* _TEXT SECTION_:
_ _ _ _

The fact that PG requires the collection of specific genetic information, and in some cases, the sequence of the patient’s complete genome, raises the question of who should have access to this information and how the use of this data should be regulated.112–115 In situations where a subject’s genetic information has been collected as part of a clinical diagnosis, the individual may have a strong interest in keeping the information confidential, even though others may believe that they have a claim to the information. For example, family members who are genetically related may want to know the results of genetic studies. Third-party health insurance providers may claim to have a right to the information if they are to accurately assess the risk they are taking on by insuring the patient. Employers may wish to have access to the information as well since they will bear the majority of the cost of insuring the individual. It has been speculated that the reluctance of individuals to undergo certain forms of genetic testing today is driven by a fear of losing their job, their health insurance, or both. In other words, people believe that by submitting to such tests, they in essence give up certain rights.112,113

Another ethical issue involved in PG is cost.116 A point of general consensus within the pharmaceutical sector is that the cost of genetically tailored drugs is likely to be high. This is because major research must be carried out to identify the genetic profiles that will make personalized medicine possible, followed by expensive and time-consuming research to test existing and novel drugs in the context of particular genetic profiles. Given that these costly therapies, should they emerge, might be accessible to only a limited segment of the general population, it remains unclear whether pharmaceutical companies would be willing to invest in such research. There is the possibility that because of the potentially small financial gain from this novel approach to medicine, pharmaceutical companies will be less inclined to engage in the effort to make personalized medicine a reality.117

Subjects who are pharmacogenomically classified as nonresponsive to drug treatment may carry with them a stigma of rejection, particularly by private insurance companies. This may bring about a personal economic crisis and could also result in psychological issues for people or communities as the idea of being “untreatable” becomes more widespread.

_ _ _ _

* _SUPPLIED RECORDS_:

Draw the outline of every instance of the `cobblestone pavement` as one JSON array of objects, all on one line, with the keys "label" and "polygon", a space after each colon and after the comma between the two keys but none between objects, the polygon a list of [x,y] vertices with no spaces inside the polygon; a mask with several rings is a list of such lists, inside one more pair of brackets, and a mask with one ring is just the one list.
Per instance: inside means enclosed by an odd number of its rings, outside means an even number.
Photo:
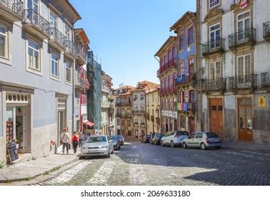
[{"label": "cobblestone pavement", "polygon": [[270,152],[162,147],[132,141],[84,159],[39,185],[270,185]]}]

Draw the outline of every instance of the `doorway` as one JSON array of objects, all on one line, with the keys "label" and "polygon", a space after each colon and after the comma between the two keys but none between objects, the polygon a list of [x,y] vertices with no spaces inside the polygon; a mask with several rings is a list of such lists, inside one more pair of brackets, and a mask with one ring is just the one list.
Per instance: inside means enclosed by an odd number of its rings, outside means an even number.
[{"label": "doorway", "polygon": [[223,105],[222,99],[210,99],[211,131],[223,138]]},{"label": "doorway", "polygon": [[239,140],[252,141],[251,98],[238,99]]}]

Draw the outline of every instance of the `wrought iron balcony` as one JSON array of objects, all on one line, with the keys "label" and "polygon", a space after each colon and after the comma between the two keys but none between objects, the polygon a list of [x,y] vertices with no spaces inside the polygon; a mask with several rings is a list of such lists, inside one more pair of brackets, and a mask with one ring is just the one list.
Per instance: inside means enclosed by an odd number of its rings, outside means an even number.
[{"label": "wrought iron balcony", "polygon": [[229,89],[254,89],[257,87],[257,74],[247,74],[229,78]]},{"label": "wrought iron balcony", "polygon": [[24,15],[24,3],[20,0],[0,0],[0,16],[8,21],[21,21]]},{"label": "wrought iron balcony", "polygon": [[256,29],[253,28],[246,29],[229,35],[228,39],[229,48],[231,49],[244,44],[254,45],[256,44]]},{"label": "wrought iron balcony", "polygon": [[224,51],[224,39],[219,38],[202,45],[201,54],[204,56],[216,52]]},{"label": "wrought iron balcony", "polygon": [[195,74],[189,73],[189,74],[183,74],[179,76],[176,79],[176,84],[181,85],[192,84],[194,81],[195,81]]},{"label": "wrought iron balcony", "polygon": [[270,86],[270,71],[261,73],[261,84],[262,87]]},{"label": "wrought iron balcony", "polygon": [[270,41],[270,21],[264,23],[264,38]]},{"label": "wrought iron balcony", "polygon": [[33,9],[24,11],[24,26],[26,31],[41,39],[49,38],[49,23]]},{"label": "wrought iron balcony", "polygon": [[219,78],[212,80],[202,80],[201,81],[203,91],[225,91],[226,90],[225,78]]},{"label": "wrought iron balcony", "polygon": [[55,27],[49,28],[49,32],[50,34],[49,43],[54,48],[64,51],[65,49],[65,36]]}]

_ _ _ _

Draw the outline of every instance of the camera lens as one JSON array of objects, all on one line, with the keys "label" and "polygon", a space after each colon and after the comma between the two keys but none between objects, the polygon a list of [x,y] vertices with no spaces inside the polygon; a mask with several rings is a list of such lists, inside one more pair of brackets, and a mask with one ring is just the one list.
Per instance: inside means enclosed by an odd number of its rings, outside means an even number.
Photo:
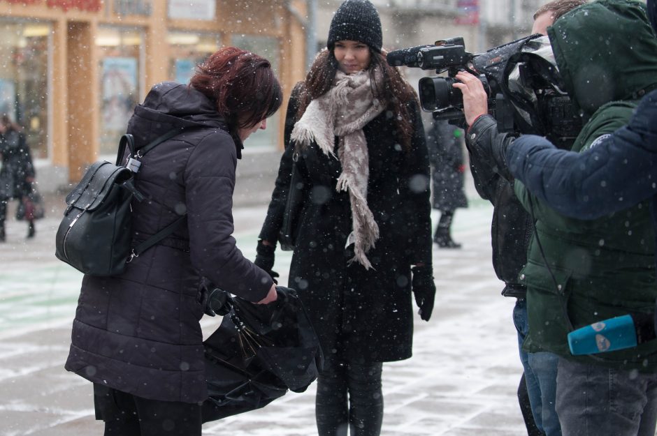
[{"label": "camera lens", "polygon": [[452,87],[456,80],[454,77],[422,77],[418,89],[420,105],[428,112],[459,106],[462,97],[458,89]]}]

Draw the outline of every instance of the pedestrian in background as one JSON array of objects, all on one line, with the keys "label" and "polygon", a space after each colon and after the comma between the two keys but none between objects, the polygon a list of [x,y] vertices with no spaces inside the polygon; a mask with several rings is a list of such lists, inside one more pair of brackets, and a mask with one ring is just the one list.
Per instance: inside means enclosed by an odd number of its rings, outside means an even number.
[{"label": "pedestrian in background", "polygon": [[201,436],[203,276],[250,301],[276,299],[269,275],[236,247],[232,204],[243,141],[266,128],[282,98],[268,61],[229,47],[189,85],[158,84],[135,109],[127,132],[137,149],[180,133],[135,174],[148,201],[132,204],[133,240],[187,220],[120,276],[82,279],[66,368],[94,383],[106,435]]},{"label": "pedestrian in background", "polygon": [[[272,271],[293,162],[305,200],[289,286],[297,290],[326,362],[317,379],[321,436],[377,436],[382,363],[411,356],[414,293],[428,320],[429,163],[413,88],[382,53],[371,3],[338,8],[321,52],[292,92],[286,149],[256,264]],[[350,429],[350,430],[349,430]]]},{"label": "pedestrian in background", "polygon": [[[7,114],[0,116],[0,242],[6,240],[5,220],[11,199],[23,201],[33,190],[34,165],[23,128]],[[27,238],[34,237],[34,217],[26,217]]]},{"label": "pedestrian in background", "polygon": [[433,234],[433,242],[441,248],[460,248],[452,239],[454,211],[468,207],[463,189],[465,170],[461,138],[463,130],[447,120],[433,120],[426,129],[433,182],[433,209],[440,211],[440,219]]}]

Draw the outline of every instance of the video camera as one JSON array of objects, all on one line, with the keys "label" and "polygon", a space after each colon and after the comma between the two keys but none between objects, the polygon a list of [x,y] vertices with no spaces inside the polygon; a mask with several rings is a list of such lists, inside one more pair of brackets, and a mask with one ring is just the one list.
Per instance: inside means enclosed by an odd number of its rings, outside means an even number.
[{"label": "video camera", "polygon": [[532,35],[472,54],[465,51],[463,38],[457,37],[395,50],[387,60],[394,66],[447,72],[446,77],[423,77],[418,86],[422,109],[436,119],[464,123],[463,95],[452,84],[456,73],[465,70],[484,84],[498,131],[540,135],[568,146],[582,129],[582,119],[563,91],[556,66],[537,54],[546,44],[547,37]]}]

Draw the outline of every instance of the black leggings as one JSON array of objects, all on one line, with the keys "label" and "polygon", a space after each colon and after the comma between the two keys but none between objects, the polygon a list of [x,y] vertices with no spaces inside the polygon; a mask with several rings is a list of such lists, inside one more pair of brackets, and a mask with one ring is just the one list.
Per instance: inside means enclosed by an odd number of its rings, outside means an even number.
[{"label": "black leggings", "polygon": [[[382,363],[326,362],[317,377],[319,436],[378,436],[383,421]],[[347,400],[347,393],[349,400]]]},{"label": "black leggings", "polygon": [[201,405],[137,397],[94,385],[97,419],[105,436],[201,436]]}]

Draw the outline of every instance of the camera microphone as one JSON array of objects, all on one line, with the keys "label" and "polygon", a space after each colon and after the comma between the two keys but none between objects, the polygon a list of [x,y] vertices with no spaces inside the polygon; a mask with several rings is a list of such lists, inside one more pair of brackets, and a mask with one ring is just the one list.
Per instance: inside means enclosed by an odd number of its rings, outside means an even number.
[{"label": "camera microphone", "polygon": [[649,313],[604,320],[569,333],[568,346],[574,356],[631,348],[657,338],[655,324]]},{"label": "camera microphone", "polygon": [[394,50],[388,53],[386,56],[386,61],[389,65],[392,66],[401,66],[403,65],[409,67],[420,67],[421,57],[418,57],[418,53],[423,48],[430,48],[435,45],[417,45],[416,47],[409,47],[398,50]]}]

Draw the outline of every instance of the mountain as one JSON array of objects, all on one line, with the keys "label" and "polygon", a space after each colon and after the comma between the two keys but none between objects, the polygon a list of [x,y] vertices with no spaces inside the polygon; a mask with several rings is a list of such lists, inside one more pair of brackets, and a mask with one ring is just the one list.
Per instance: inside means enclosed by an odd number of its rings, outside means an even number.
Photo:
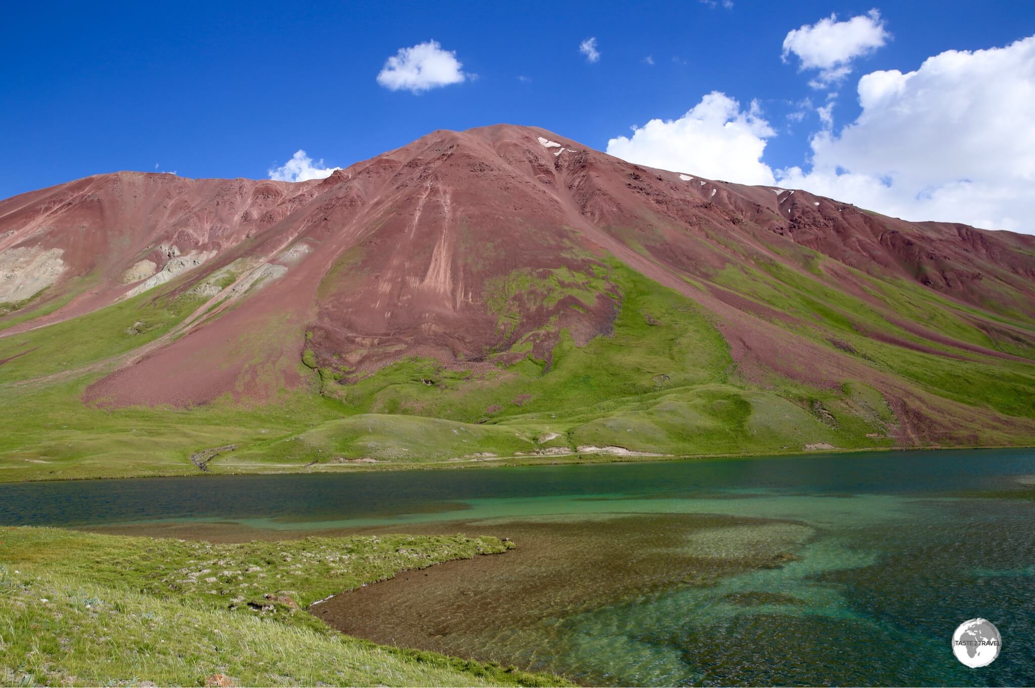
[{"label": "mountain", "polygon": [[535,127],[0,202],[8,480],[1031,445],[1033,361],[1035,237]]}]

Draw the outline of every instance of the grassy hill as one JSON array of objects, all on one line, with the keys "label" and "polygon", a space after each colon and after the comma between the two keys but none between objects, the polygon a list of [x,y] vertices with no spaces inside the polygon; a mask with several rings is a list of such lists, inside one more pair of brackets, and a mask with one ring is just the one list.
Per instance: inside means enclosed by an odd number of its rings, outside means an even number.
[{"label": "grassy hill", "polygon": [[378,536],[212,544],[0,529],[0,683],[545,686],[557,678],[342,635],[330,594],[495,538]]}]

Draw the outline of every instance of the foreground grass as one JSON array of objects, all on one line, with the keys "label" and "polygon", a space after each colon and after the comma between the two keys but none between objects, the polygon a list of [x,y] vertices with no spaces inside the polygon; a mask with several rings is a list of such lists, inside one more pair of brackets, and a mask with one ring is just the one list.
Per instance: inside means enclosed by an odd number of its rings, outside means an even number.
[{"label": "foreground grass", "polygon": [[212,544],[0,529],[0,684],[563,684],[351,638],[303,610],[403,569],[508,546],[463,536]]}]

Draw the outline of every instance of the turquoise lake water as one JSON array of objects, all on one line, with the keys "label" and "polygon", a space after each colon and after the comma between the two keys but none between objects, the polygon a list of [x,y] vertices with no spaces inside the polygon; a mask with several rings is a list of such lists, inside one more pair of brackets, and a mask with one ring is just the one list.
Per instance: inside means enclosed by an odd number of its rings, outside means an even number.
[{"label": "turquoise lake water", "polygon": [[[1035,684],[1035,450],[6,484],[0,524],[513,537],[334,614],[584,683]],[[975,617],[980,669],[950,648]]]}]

_ _ _ _

* _TASK LIST_:
• 1. According to the passage on ethical issues in personalized medicine, why might employers want access to an individual's genetic information?
• 2. Reproduce the passage on ethical issues in personalized medicine word for word, between "Subjects who are" and "becomes more widespread.", inclusive.
• 3. Resume the passage on ethical issues in personalized medicine, picking up after its final sentence.

* _RESULTS_:
• 1. They will bear the majority of the cost of insuring the individual.

• 2.
Subjects who are pharmacogenomically classified as nonresponsive to drug treatment may carry with them a stigma of rejection, particularly by private insurance companies. This may bring about a personal economic crisis and could also result in psychological issues for people or communities as the idea of being “untreatable” becomes more widespread.

• 3.
Finally, as mentioned above, it is widely expected that PG therapies will be more expensive than current regimes, and the resulting premium drug prices may make these new therapies inaccessible to those who are struggling economically. Additional questions, such as will insurance companies pay for more expensive PG therapies or for the tests needed to prescribe them, and if so, will the benefits of PG be available only to those who are able to pay for them “out-of-pocket,” must be addressed as PG becomes more commonplace in the clinical setting. A very important act for future progress in that regard is the Nondiscrimination Act (GINA) passed by the congress in 2008 to minimize the risk of exploitation by insurers and other interested parties of personal genetic data.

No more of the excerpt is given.